■ Источник:
Уважение человеку никак не поможет, если мы не поймем, какого мы уважаем человека, а точнее, что в человеке уважаем.
Немалое число понятий, которые чтили в 1830 году, кажутся нам устаревшими, потому что мы смотрим на них со стороны и видим, как условны те условности, которые их породили, но тогда они не нуждались в обоснованиях, ими просто жили.
И я допускаю, что исчезновение некоторых других, значимых для нас сейчас, условностей поведет к исчезновению других понятий и чувств, например, чувства стыда или обесчещенности. И сейчас для нас множество положений потеряли свое неудобство. Хотя мы пока не лишились чувства стыда, чувства трагического или общественного пафоса. Представь себе, что Стендаль творит в наши времена, думаю, от его чувств осталась бы одна четверть. Мне кажется, что великое царство демократии, поощряя неуважение к привилегиям, наследию, религиям, иерархиям (не политическим, а родовым), уничтожает многообразие языков. Ополчается оно и на роскошь в наиболее любопытных ее проявлениях, ничего не имеющих общего с комфортом. И заменяет все однообразным, техническим, практическим языком. Разве не на таком языке говорят Соединенные Штаты (недавно я познакомился с экзаменационными темами их университетов)? Разве не таким будет язык в России через двадцать лет?
(Касабланка, 1931)

■ Что сделать:
1) Пожалуйста, перепишите из источника отрывок от слов «Немалое число понятий, которые» до слов «ими просто жили.» включительно.
2) К чему, согласно источнику, великое царство демократии поощряет неуважение?

■ Строки данных:
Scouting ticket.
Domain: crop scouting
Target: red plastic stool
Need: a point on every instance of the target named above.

■ Ответы к заданиям:
1)
Немалое число понятий, которые чтили в 1830 году, кажутся нам устаревшими, потому что мы смотрим на них со стороны и видим, как условны те условности, которые их породили, но тогда они не нуждались в обоснованиях, ими просто жили.

2) К привилегиям, наследию, религиям и иерархиям, причем не политическим, а родовым.